• _Problem set_
A – List the priority areas that the energy transition article names for the white paper.
B – According to the energy transition article, on what date was the council's white paper published?
C – Pick up the energy transition article after its final sentence and keep writing.

• _Excerpt_
----------------

Skip to content Skip to Search
Skip navigation

UAE-UK Business Council unveils blueprint for energy transition

Worker at an oil shale power plant. The white paper calls on the UAE and UK to help oil and gas workers transfer their skills to renewable industries Reuters/Ints Kalnins
Worker at oil shale plant. The report urges the UAE and UK to train workers for renewables jobs
  • White paper sets out recommendations in run-up to Cop28
  • Hydrogen, carbon capture, technology and skills among priority areas
  • UAE and UK looking at jet fuel and hydrogen, but more work needed

The UAE and UK must step up co-operation on clean energy if they are to meet their decarbonisation targets, the UAE-UK Business Council has said.

The council’s energy transition white paper, published on January 17, said there was “an untapped commercial opportunity to be exploited from closer collaboration between both countries in terms of developing the technologies to sustain and accelerate the transition; working together to address the skills gap in the sector; and partnering to unlock the finance necessary to power the green revolution.

----------------

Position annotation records
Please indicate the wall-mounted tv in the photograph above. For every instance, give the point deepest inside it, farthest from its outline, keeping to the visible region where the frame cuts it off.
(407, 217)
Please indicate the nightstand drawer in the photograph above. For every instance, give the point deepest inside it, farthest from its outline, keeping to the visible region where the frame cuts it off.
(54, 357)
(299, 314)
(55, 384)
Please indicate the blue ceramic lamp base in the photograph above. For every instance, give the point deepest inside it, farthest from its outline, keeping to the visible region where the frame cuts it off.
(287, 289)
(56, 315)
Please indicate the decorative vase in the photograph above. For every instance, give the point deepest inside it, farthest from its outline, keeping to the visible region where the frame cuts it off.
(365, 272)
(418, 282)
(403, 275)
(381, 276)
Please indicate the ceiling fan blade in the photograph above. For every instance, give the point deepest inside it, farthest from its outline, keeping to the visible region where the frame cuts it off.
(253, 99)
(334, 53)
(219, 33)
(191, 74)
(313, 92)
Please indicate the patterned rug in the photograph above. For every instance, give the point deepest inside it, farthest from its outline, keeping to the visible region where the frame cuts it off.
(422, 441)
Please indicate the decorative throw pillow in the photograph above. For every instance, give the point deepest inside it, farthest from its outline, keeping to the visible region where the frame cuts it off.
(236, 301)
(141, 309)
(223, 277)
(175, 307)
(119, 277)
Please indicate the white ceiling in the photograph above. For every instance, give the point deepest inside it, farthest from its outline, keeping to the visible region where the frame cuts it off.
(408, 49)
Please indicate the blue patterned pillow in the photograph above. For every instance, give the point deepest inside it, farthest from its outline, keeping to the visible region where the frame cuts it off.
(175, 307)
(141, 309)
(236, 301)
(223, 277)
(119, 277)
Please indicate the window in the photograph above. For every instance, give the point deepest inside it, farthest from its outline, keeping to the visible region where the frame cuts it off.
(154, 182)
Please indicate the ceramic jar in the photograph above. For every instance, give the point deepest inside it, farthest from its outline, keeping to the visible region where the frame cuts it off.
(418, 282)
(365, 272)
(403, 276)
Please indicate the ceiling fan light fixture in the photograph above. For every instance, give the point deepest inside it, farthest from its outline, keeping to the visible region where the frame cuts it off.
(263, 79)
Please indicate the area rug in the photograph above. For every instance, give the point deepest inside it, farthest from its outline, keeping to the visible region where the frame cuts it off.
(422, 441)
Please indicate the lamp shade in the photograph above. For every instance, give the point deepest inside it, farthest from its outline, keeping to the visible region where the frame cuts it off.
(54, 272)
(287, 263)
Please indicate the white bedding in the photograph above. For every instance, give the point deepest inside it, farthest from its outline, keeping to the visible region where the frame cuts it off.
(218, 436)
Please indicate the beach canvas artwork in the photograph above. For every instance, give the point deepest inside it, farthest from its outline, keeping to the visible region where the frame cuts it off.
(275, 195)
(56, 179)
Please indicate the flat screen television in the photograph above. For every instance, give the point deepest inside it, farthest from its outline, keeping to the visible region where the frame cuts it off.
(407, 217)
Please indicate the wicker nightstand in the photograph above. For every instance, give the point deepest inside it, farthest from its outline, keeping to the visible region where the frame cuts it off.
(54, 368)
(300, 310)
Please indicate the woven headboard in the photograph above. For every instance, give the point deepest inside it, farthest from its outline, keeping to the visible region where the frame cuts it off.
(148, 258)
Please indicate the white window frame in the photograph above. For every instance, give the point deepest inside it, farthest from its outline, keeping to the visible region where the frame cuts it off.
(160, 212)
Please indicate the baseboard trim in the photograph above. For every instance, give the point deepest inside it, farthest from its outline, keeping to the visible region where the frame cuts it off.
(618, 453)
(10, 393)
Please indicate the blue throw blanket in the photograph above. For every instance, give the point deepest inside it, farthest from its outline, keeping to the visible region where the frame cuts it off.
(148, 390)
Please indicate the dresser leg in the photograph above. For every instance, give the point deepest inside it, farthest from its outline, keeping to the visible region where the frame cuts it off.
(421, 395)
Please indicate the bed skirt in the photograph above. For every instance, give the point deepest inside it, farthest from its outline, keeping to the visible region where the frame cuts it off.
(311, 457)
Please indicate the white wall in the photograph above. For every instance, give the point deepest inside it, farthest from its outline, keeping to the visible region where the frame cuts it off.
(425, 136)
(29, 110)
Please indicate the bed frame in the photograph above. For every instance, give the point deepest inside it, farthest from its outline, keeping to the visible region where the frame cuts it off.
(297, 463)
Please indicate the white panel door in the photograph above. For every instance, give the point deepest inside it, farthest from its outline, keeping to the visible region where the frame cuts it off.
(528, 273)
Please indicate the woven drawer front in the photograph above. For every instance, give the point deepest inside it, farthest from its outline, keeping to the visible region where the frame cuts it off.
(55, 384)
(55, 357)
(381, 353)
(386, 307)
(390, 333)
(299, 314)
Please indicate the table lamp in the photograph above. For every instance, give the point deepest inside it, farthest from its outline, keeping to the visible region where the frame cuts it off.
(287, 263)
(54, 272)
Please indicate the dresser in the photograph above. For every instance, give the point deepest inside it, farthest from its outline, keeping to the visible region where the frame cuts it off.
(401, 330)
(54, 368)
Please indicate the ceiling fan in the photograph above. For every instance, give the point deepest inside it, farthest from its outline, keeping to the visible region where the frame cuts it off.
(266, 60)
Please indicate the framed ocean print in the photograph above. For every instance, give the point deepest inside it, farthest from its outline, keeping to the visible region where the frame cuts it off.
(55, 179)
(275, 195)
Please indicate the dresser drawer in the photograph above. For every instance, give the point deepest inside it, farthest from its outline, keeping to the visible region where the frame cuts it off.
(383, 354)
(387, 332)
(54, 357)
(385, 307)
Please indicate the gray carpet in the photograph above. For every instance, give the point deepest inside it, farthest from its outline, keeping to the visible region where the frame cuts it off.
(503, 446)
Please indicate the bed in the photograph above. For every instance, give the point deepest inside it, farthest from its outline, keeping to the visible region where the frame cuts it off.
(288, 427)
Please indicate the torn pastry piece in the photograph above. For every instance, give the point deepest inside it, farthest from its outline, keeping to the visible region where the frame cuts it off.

----------------

• _Answers given_
A – Hydrogen, carbon capture, technology, skills

B – January 17

C –
It added: “The UAE-UK Business Council will prioritise these three areas over the year ahead as momentum builds towards Cop28.” 

Both countries have set a 2050 deadline to reach net zero and signed a memorandum of understanding in January to enhance collaboration in the energy sector. 

The energy transition white paper sets out recommendations for how the two countries can work together to meet national and global targets in the run-up to Cop28, which begins in Dubai on November 30. Chief among them are to set up a joint team and series of workshops to define the scope of their collaboration. 

This team should discuss commercial opportunities in areas such as hydrogen, carbon capture, biofuels, aviation fuels, nuclear small modular reactors and advanced modular reactors, fusion energy, renewables, nuclear decommissioning and waste storage, and industrial decarbonisation.

The aviation and maritime sectors are particularly difficult to decarbonise as electrification is “not feasible” in most areas, according to the report.

The two countries are working on one of the world’s first waste-to-fuel aviation projects: a partnership between four UAE companies – oil giant Adnoc, renewable energy specialist Masdar, airline Etihad and waste manager Tadweer – and British energy giant BP. 

The project, which aims to use advanced waste gasification technology to convert municipal solid waste to sustainable aviation fuel, could be “replicated several times in the Middle East and other regions”, the white paper said. 

Etihad undertook its first flight using sustainable aviation fuel in October, working with UK data analytics company Satavia to optimise flight planning.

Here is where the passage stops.